§ **WHAT IS ASKED**:
a) Answer these from the transcript on leading an executive team:
(i) What does Michel call the members of his team who are in their role for the first time?
(ii) To what figure did Michel's CRO take a company?
(iii) What kind of business has Michel's CFO not really done before?
b) Reproduce word for word the section of the transcript on leading an executive team that opens with the words containing "Then I have" and closes with "in constructive conflict.".
c) Write the next part of the transcript on leading an executive team, picking up after its final line.

Michel: Yeah. One of the most interesting dynamics on my team, and founders in the room will probably have this, is I have some members of my direct team who’ve done their roles before. My CRO took a company to 80 million. My CFO has had multiple exits and been a serial CFO in the Seattle area.

Then I have the majority of my team is in their role for the first time. I call them ascenders. My head of engineering teams has never been at the exec table before. I find that I have to help them really differently.

I have to help a lot of the people who are in their seats for the first time really make sure that they get that they’re empowered at that table. We need them to lean in, bring their voice, and engage in constructive conflict.

Then when I look at my serial people one of the challenge I give to them is this isn’t the business you built before. My CFO, for example, hasn’t really done SaaS before. I’ve gotten them mentors to help them.

For me, the most important thing is that the team is stronger than any one individual. My most important outcome at that table is like, “How do I create a perfect team?” That whole “Remember the Titans” thing, of we have to be perfect as a team.

Amy: Including you, right?


Michel: Yeah, well they all just pick me up.


Amy:  The hero complex is a thing.

Michel: I’ve made every mistake in the world. I feel like literally every. The history of our company is like every mistake that I made. Pick up a rock and there’s a Michel turd underneath there.


Jennifer: We often say you’ve got to burn the first few pancakes before you get them perfectly golden brown, right?

§ **SUPPLIED ENTRIES**:
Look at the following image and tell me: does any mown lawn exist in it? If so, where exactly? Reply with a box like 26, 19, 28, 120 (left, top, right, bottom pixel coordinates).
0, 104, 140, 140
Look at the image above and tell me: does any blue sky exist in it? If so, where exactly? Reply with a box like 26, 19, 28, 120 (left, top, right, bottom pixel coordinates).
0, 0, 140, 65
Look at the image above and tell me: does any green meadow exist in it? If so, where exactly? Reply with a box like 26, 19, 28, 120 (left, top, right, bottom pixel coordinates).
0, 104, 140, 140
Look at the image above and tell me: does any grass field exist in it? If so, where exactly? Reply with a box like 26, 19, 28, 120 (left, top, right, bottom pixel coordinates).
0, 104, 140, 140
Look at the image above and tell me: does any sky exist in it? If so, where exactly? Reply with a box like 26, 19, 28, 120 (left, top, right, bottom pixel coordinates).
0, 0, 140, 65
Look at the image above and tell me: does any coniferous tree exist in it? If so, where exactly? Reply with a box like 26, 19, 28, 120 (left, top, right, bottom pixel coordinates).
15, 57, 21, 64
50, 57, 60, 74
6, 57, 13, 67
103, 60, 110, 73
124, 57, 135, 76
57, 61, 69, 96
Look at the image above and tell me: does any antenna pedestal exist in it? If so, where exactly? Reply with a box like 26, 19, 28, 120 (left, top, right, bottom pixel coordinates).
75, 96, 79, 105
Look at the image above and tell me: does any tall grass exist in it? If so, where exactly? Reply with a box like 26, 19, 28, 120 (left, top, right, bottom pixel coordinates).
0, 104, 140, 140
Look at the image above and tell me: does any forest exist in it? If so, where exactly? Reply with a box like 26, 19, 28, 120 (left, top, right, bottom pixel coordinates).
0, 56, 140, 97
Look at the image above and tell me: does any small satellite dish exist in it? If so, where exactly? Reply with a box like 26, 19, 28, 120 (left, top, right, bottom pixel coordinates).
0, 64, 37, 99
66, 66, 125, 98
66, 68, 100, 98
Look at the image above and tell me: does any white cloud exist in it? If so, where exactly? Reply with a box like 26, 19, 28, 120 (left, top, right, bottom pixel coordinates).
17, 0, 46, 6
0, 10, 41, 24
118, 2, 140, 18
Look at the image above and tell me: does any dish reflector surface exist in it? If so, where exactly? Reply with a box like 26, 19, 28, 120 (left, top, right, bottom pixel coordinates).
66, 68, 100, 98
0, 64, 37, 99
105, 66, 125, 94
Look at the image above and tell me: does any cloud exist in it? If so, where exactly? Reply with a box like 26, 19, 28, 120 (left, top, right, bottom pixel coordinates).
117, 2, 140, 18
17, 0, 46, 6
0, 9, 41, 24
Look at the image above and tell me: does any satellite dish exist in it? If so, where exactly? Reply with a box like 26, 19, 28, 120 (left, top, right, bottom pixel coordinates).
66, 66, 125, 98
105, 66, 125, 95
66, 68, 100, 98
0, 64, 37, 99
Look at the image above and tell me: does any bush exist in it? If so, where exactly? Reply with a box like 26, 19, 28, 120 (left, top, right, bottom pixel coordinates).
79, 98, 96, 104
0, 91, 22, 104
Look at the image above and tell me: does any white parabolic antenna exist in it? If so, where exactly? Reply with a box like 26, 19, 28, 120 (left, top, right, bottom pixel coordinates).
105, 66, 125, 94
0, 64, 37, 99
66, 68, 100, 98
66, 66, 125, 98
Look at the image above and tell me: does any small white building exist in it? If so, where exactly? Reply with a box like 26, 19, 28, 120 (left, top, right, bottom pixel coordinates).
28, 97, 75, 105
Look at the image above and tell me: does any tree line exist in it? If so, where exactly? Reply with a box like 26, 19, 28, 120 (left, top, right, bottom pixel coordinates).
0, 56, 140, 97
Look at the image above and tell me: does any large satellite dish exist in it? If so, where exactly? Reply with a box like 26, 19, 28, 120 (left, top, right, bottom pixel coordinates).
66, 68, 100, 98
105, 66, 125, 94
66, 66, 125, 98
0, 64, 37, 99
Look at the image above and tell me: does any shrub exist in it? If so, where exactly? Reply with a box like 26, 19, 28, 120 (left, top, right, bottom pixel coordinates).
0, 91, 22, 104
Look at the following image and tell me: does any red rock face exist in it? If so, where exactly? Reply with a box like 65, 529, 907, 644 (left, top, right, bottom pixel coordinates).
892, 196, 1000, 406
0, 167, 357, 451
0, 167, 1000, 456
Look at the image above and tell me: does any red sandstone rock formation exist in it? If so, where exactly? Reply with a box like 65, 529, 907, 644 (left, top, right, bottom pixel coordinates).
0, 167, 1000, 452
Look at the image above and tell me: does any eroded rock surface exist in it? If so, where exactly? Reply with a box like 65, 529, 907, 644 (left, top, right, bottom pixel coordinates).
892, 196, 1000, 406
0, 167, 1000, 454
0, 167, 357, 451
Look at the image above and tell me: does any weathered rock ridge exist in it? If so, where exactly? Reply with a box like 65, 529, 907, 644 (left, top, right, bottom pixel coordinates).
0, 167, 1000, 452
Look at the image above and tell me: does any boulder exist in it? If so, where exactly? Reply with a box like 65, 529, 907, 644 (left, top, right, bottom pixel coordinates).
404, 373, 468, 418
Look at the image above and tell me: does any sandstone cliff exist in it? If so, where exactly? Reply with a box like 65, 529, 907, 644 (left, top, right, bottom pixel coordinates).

§ **THE ANSWERS**:
a)
(i) Ascenders.
(ii) 80 million.
(iii) SaaS.

b)
Then I have the majority of my team is in their role for the first time. I call them ascenders. My head of engineering teams has never been at the exec table before. I find that I have to help them really differently.

I have to help a lot of the people who are in their seats for the first time really make sure that they get that they’re empowered at that table. We need them to lean in, bring their voice, and engage in constructive conflict.

c)
Michel: Yeah. No, but that dynamic was a real learning experience for me in being a first time CEO. Managing them differently. Really getting them different kinds of coaches. They need different help.

Amy: Yes.

Michel: They think about the company differently. Some of them have done organizational planning and development before. Some haven’t. Some have done calibration. Some haven’t.

Even just norming in my own team our expectation of ourselves has been a journey and really eye opening since I was part of an executive team, but I was kind of participating versus leading and driving that key development.

Jennifer: How do you strike the balance between driving your team hard, really stretching them, pushing them, making sure that they’re not constrained by their ability to imagine a future and keeping the encouraged, engaged, and celebrating enough success?

There are witnesses here.


Jennifer: I could be accused of moving on very quickly, like success celebration is 40 seconds and then we’re onto what we need to fix and do better the next time. How do you strike that balance, Amy?

Amy: Oh, I got that feedback probably eight years ago. I got my first coach while I was at Google. They got one for me because I needed one. I was driving the team too hard. We were not celebrating those moments enough. It was too much. There was strong feedback.

You need to acknowledge when someone does something right. Be specific about praise that you give and remember to give it. Give it literally in order of magnitude more than you think it’s necessary. I have worked on that for the last 10 years.

I think I’ve gotten better. I mean my team will have to put the proof in the pudding.

Jennifer: Anybody here to let us know?


Jennifer: Any Accompany people?

Amy: No. They’re all working.

Jennifer: We’ll check that later.


Amy: We do do that. Now we try to give specific praise. We actually have programs inside of the company. There’s peer bonuses that people can give. They can give each other, “M’s” and gift certificates for something someone did that’s great.

We want the team to be acknowledging each other and the team to be thanking each other. We’re trying to create a culture where people appreciate one another and say thank you whenever someone goes the extra mile. We’re trying to do that.

I’m trying to just make it a thing for me on every Sunday. To think about who I need to appreciate for this week and what emails do I need to send. I want to be specific when I send them and thank them really for the thing that was above and beyond that week. I’m trying to remember to do it every single week.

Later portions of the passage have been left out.